▸ **PROBLEM TO WORK ON**
Return every line of the records below that contains the string "small".

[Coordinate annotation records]
• • • • • • •

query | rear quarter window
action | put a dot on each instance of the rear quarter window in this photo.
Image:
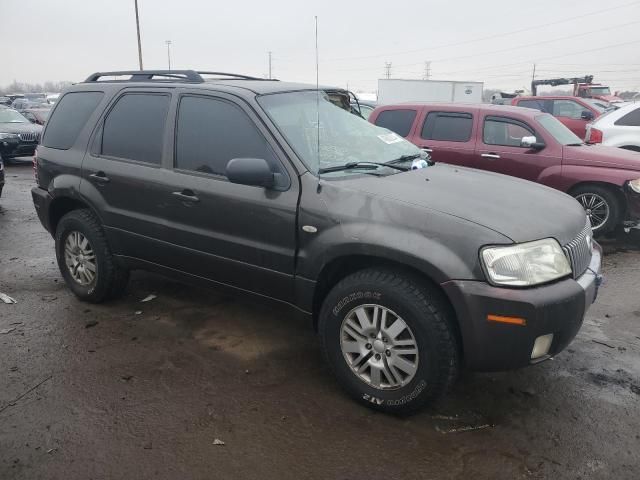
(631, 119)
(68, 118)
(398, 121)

• • • • • • •

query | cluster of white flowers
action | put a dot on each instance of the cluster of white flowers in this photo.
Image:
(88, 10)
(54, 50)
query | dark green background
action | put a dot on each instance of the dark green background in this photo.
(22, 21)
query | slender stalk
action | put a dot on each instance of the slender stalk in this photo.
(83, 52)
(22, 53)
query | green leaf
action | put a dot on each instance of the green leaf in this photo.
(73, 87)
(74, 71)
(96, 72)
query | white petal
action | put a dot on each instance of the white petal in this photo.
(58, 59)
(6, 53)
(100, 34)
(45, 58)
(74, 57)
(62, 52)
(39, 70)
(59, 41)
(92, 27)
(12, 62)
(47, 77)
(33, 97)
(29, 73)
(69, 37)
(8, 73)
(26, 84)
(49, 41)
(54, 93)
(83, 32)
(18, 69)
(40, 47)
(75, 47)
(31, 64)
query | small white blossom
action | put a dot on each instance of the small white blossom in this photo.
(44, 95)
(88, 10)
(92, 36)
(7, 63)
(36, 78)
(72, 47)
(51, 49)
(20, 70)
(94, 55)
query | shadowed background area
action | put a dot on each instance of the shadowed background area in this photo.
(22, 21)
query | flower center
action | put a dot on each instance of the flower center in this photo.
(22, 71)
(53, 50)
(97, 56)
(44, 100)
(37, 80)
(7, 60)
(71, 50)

• • • • • • •

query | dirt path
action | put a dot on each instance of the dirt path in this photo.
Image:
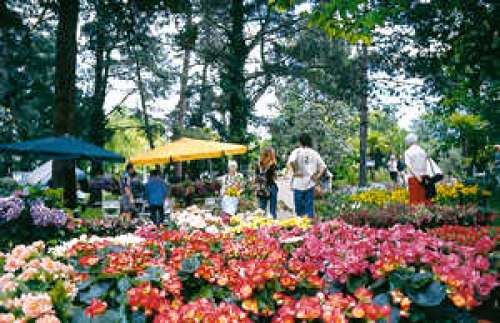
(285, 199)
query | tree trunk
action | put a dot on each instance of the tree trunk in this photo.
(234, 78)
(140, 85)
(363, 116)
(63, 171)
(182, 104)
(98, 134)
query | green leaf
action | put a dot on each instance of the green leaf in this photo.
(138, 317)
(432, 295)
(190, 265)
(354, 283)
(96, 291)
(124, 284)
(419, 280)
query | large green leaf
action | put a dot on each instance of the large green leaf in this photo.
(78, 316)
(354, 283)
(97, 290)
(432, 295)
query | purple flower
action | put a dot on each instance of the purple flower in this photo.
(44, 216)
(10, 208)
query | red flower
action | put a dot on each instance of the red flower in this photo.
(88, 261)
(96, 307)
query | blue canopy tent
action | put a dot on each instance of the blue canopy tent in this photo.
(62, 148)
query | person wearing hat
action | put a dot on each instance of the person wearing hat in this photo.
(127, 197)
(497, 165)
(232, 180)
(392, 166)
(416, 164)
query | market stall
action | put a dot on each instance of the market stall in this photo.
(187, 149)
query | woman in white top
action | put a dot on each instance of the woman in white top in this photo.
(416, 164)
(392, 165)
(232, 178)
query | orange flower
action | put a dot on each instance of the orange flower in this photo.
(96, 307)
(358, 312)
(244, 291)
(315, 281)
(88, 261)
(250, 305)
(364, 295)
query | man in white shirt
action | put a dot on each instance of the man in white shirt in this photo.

• • • • • • •

▸ **SOLUTION TO THIS TASK**
query | small white blossom
action | put a dot on each instance of the small white blossom in this photo.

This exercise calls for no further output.